--- BEGIN Data shown ---
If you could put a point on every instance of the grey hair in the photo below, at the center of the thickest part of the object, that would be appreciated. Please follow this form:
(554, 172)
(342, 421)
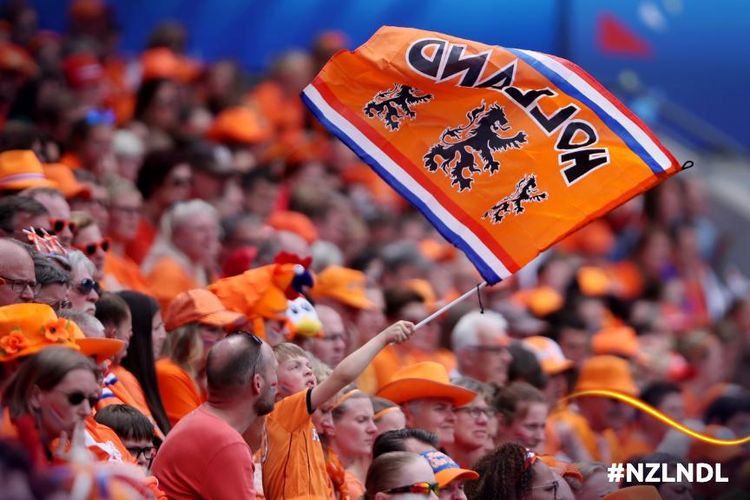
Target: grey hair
(183, 212)
(47, 273)
(78, 258)
(465, 332)
(89, 325)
--- END Data shown ---
- _Task details_
Copy out the material above verbatim, line by line, omitting the picture.

- _Response_
If you could put a point on every instance of the grey hair in the photo below, at the center of the thickest part of the object, that would be appreciated. Please follow this form:
(554, 172)
(342, 421)
Target: grey hair
(183, 212)
(47, 273)
(78, 258)
(465, 332)
(89, 325)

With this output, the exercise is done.